WHAT YOU SHOULD DO
Print the listing below unchanged, beginning at the line that has "point: shadowed hillside" and stopping after the line that has "point: mountain slope".

RAW DATA
***
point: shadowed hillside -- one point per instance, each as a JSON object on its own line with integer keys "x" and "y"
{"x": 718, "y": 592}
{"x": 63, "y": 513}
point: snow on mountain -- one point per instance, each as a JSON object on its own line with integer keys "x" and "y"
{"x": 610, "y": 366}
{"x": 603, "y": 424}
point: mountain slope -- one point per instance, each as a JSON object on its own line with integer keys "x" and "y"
***
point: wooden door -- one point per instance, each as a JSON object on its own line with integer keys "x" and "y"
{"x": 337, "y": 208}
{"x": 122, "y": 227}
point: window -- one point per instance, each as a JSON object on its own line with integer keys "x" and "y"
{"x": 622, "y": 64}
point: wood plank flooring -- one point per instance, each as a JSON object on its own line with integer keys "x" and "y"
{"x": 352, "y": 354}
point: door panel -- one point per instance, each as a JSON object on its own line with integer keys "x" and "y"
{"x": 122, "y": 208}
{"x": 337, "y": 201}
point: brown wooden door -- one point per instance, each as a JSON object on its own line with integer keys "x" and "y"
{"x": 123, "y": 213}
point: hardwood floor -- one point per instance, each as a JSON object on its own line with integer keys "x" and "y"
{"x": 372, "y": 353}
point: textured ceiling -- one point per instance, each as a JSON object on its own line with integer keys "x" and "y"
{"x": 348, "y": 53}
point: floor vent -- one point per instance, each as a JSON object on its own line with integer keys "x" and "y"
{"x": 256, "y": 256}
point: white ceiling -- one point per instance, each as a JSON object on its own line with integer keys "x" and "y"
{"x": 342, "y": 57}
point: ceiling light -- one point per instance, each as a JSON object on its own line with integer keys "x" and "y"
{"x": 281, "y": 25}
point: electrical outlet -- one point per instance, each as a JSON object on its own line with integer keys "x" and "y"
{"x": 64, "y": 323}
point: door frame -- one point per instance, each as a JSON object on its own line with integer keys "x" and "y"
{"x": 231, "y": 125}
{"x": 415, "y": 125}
***
WRITTEN SOLUTION
point: shadowed hillside -- one point per instance, each as a JSON object on its own line with integer keys "x" and "y"
{"x": 718, "y": 592}
{"x": 63, "y": 513}
point: snow on mountain -- one point per instance, each as a JSON object on its own line with integer keys "x" and "y"
{"x": 610, "y": 366}
{"x": 603, "y": 424}
point: mountain slope -- one point per instance, each as a JSON object on its own line with integer keys "x" and "y"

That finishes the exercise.